Monday, June 17, 2019

The Trinity: Trinity Sunday-June 16, 2019


Trinity                   June 16, 2019       Proverbs 8: 1-4; 22-31   Romans 5: 1-5

                Church meetings run on Robert’s Rules of Order.  Motions are made and seconded, discussion ensues, and a vote is taken.  In a meeting, there is a moderator, someone to bang the gavel, and people who get up to speak address themselves to the moderator instead of one another.  At the parliamentary level, the rules include forms of address when one person is referring to another, like “the gentleman from Aberdeen”.  If it is a particularly divisive debate that is going on, the person who refers to the other as “the gentleman from Aberdeen” may be thinking about that man in terms of “that filthy rotten scoundrel”…well, in this day and age, the language is probably a bit more graphic.
                In the British Parliament, the distance between the government and the opposition is just slightly beyond the distance of dueling swords, because dueling is how disagreements were resolved.  There is a ceremonial mace that is brought in and laid down for the conduct of business to happen, because the mace of battle was laid down that a more peaceful way of government could take place.  These continue the rules that Robert came up with to provide for the peaceful conduct of the people’s business in the English democratic system. 
                We have rules like these in our own Congress as well, but we don’t have the age of the British system to continue all these fascinating traditions to remind ourselves that democracy is a system of peace and benefit to all people.
                What we do have in this country are laws on two levels.  We have the laws of the land, passed by the various levels of government, municipal, county, state, and federal.  But then we have a higher law that governs how we do things.  We have the Constitution.  We use almost religious level language to talk about that document, how it is sacrosanct, a word that is synonymous with sacred.  The President swears an oath to defend the Constitution.  And for more than two hundred and forty years, no man, no matter how power hungry or partisan or doltish, has ever sought to overstay their executive power.

───

- [Aim A]: According to the sermon excerpt, what set of rules governs church meetings?
- [Aim B]: Summarize the sermon excerpt in two sentences.
- [Aim C]: Extract, word for word, the passage of the sermon excerpt from "What we do have" to "their executive power.".
The records that follow the sermon excerpt were drawn from a separate source.

───

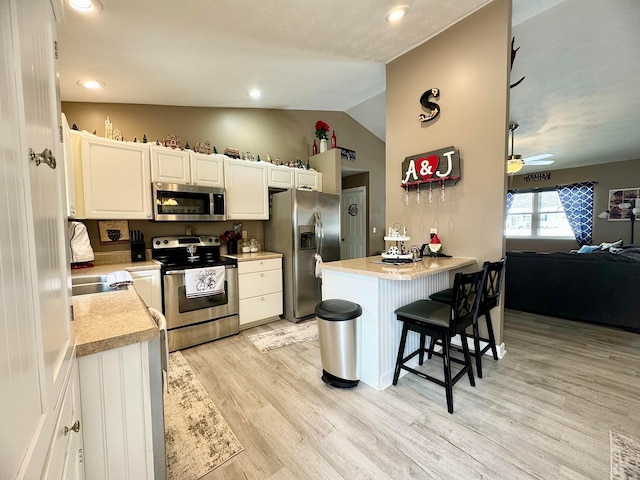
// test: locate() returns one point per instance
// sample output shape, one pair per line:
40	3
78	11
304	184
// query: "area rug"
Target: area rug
284	337
625	458
197	437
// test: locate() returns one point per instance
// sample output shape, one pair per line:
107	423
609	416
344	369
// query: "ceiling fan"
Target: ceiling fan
516	162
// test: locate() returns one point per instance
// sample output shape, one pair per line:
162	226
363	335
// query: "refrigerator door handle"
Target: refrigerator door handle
319	232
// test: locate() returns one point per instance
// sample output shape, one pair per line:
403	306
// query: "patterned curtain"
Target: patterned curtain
511	194
577	201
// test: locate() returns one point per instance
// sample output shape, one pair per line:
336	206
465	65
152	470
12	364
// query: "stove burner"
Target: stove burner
179	252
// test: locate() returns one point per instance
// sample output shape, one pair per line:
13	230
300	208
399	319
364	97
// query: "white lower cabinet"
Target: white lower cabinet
65	460
260	291
121	392
147	284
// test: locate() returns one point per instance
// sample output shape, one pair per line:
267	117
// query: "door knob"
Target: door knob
75	427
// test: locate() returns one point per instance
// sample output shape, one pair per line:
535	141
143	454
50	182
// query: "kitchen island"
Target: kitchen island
119	362
379	288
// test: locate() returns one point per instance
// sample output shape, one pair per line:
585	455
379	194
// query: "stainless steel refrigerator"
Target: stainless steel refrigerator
302	224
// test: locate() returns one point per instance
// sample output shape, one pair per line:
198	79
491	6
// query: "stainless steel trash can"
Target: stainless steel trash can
338	333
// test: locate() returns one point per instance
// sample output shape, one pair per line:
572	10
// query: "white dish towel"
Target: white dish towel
79	243
119	279
202	282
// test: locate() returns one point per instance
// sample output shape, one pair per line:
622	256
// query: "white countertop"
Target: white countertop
373	267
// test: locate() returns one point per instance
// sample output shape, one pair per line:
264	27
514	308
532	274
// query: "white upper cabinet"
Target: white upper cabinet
246	190
170	165
281	176
116	179
308	180
186	167
207	170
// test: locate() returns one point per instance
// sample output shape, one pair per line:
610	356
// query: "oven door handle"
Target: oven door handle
174	272
180	272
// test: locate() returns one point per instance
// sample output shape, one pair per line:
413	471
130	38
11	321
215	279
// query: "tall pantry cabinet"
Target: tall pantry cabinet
38	407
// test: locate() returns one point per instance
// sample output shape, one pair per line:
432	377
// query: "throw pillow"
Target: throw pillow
608	245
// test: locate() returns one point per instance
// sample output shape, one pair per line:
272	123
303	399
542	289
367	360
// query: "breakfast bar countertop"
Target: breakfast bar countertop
107	320
246	257
374	267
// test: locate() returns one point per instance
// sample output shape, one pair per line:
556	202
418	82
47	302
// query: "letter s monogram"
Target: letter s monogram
434	108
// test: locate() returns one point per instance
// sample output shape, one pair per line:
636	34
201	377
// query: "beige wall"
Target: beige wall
609	176
469	64
286	133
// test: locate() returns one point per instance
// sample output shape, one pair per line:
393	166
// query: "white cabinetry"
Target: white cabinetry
281	176
170	165
186	167
69	176
37	342
66	458
308	180
117	411
246	190
260	290
207	170
116	179
147	284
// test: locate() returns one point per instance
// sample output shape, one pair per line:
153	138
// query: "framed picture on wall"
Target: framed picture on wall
622	201
116	231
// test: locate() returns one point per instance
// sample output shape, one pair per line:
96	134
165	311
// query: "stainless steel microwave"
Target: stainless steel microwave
187	203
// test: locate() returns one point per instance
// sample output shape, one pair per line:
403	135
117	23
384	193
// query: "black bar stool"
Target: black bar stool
442	322
490	299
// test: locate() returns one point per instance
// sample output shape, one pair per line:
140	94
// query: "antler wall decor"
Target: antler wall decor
513	58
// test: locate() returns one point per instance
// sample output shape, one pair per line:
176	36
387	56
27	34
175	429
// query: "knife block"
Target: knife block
138	252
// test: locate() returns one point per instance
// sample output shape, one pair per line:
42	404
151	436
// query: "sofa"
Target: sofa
599	287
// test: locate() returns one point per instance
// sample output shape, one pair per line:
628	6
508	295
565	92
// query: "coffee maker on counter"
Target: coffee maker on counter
433	248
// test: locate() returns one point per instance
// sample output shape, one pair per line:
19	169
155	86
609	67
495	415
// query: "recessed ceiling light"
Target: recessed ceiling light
90	84
86	6
396	14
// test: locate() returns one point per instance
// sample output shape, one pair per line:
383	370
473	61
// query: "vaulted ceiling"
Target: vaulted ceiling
577	100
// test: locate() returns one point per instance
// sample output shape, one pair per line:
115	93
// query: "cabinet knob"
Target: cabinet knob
75	428
46	156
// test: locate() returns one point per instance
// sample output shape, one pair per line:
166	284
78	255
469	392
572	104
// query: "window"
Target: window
537	214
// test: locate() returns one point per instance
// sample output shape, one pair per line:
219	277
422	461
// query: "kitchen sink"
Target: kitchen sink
90	284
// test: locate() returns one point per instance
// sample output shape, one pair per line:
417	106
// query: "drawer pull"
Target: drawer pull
75	427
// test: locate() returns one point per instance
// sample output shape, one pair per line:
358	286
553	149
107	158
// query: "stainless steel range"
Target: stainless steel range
192	320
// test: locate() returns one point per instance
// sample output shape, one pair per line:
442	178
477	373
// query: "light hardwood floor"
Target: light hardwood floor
544	411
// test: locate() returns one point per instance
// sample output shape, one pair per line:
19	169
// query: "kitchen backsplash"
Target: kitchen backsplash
150	229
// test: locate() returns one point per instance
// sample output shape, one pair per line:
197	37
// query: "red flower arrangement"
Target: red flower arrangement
322	130
232	235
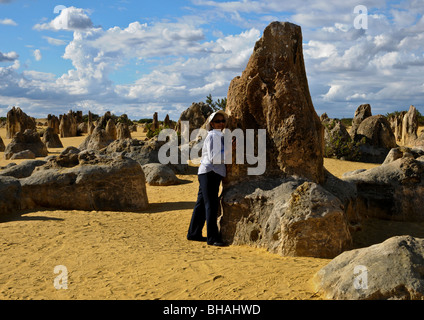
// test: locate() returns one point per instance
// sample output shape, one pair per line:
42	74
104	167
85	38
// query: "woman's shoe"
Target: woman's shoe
201	239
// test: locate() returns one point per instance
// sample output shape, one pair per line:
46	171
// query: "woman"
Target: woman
211	171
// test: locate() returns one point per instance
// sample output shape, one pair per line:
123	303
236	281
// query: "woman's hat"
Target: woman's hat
210	118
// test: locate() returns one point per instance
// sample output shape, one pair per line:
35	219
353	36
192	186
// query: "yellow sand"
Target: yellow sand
142	255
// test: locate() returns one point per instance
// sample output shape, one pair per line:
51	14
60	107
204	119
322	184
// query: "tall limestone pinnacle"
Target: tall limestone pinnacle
273	94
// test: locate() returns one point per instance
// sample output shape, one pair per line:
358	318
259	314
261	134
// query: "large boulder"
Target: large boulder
273	94
18	121
389	270
196	115
290	217
51	139
68	125
392	191
158	174
23	169
95	183
25	154
376	139
28	140
111	129
97	140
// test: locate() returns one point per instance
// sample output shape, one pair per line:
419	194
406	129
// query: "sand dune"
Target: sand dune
144	255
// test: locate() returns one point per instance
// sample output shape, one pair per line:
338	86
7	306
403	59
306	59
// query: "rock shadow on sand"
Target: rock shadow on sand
22	216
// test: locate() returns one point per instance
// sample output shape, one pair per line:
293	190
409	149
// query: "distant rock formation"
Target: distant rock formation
123	131
391	270
372	134
392	191
111	129
68	125
410	126
158	174
155	124
18	121
2	145
338	142
94	183
361	113
196	115
99	138
28	140
51	139
54	123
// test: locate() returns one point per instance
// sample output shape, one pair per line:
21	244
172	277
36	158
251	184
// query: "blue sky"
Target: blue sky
141	57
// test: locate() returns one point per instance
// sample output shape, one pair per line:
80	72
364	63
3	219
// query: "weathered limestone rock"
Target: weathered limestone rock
18	121
361	113
392	191
23	169
10	195
54	123
111	129
285	210
82	128
123	131
96	183
396	121
155	124
410	126
377	131
389	270
143	152
68	125
51	139
2	145
25	154
338	142
99	138
273	94
290	217
377	139
158	174
28	140
196	115
401	152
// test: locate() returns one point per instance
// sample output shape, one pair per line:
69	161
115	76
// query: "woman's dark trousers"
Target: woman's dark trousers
206	208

───

- [Written answer A]: Church meetings run on Robert's Rules of Order.

- [Written answer B]: Church and parliamentary meetings follow Robert's Rules of Order, with motions, a moderator, and formal forms of address, and the British Parliament keeps traditions such as the sword-length distance between government and opposition and the ceremonial mace. The United States has laws passed at various levels of government as well as a higher law, the Constitution, which is described as sacrosanct and which the President swears an oath to defend.

- [Written answer C]:
What we do have in this country are laws on two levels.  We have the laws of the land, passed by the various levels of government, municipal, county, state, and federal.  But then we have a higher law that governs how we do things.  We have the Constitution.  We use almost religious level language to talk about that document, how it is sacrosanct, a word that is synonymous with sacred.  The President swears an oath to defend the Constitution.  And for more than two hundred and forty years, no man, no matter how power hungry or partisan or doltish, has ever sought to overstay their executive power.